[Saved entries]
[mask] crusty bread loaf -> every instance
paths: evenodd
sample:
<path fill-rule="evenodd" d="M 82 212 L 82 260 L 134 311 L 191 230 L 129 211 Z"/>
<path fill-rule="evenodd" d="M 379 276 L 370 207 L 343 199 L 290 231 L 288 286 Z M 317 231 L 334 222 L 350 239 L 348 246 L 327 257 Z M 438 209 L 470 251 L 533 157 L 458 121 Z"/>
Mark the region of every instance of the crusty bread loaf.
---
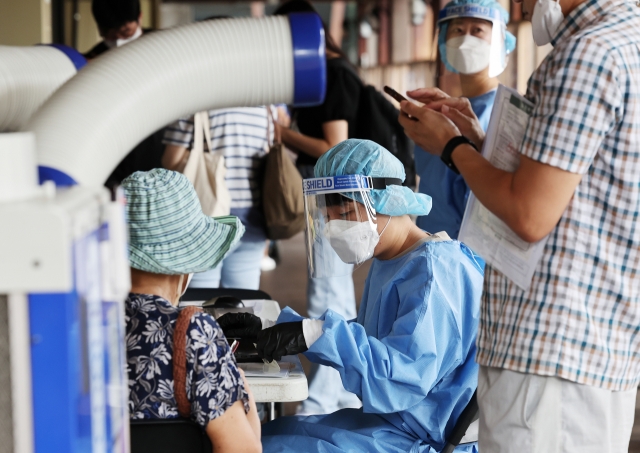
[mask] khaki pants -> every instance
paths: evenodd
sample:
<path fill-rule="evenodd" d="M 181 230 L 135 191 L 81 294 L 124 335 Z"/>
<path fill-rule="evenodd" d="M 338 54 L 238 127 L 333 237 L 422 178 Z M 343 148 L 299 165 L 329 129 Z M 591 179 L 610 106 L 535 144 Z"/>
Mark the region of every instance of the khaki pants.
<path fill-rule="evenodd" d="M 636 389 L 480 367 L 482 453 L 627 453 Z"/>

# TRY IT:
Output the lines above exactly, but only those between the line holding "82 212 L 82" and the line holding "379 276 L 370", inclusive.

# TASK RESULT:
<path fill-rule="evenodd" d="M 82 212 L 82 260 L 134 311 L 191 230 L 129 211 Z"/>
<path fill-rule="evenodd" d="M 379 276 L 370 207 L 343 199 L 290 231 L 288 286 Z M 317 231 L 334 222 L 350 239 L 348 246 L 327 257 Z M 438 209 L 470 251 L 533 157 L 458 121 Z"/>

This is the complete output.